» MATERIAL FOR THIS EXERCISE
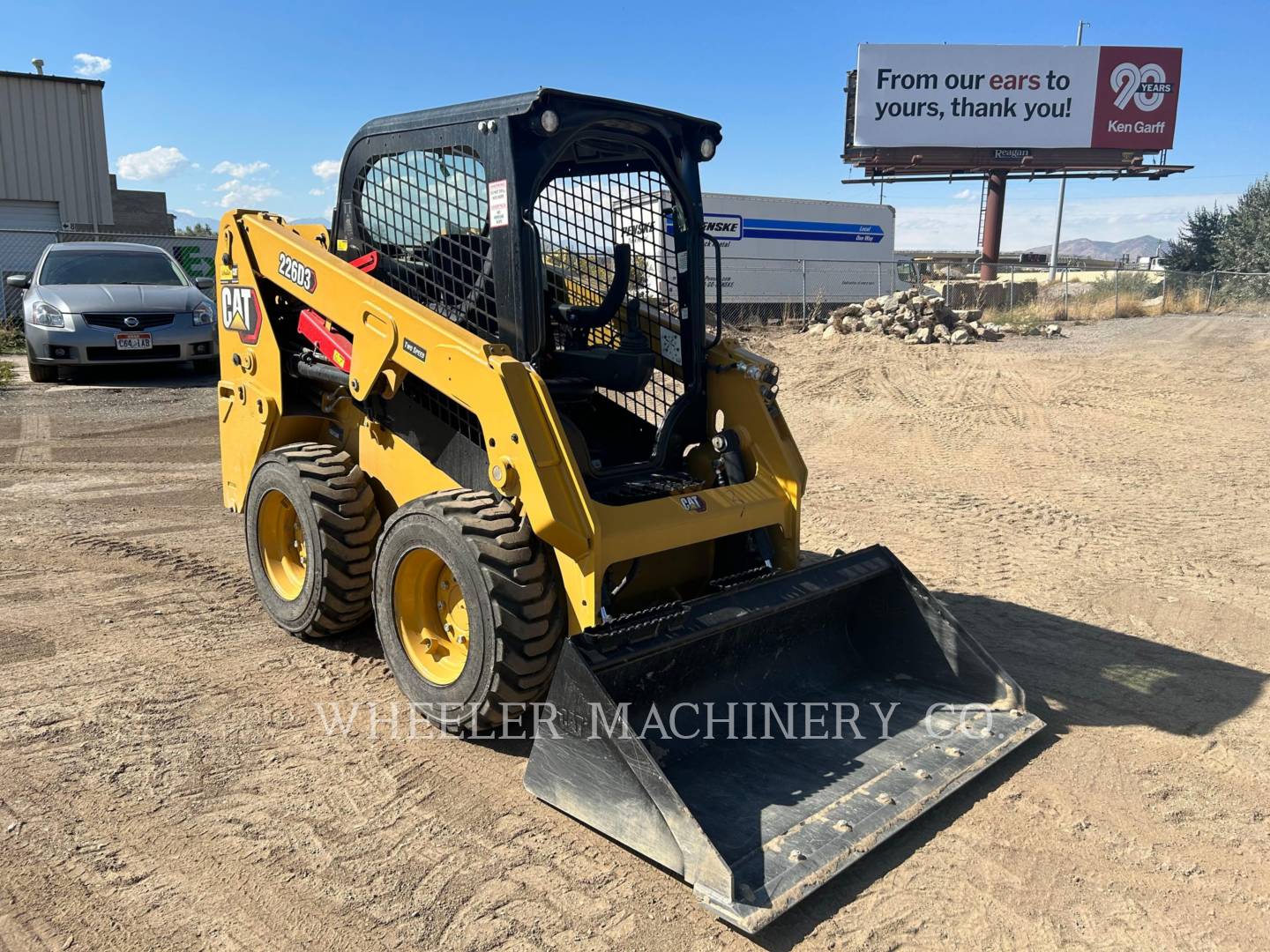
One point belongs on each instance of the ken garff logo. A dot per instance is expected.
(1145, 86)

...

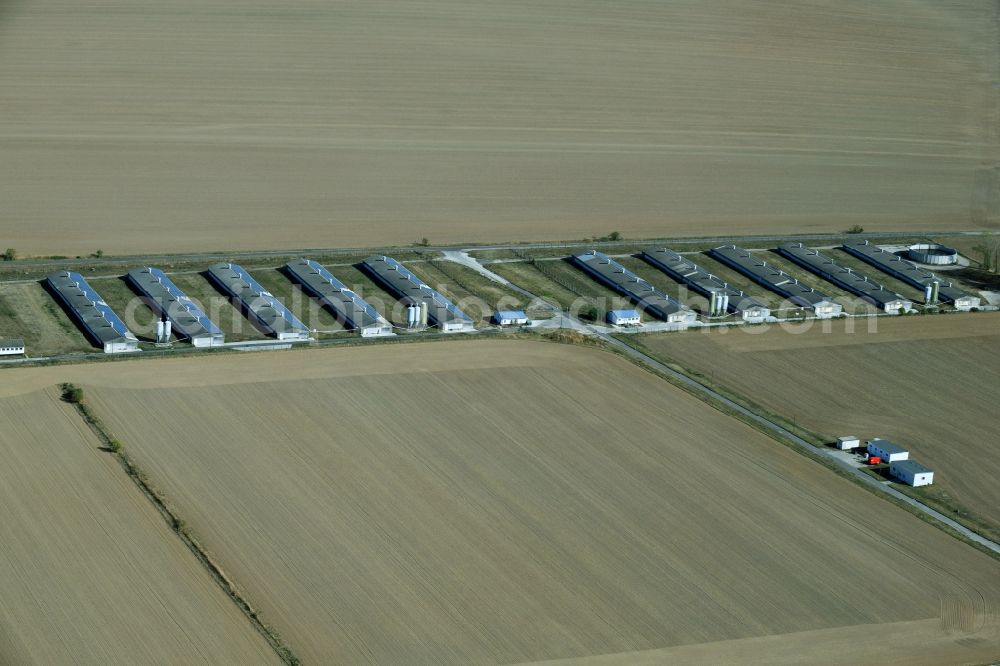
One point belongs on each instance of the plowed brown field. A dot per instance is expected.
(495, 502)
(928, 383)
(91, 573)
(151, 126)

---

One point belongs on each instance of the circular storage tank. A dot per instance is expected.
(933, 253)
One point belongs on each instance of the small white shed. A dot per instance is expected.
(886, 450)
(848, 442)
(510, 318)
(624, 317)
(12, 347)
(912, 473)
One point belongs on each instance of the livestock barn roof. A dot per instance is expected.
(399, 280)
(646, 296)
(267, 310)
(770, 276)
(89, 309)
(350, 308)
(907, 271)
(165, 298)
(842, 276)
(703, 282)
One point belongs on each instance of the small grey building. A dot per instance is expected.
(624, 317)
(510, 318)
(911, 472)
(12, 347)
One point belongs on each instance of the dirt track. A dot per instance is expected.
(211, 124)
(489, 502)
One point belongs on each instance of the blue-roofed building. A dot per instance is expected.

» WHAT NEEDS TO BE DONE
Rescale the stretch of records from the line containing "One point belongs on each instance of the small grey" through the line containing "One point belongs on each instance of the blue-roofed": reproduce every line, text lines included and unchanged, but multiply each point coordinate by 0.6 and round it to a whole number, with halves rounded up.

» EXERCISE OUTPUT
One point belongs on each instance of the small grey building. A dot per instance is expected.
(374, 190)
(306, 191)
(547, 283)
(7, 208)
One point belongs on each instance of the dirt track. A dot per instance is expected.
(127, 74)
(293, 301)
One point belongs on each instance of the blue-roofed building. A dot per instance is expected.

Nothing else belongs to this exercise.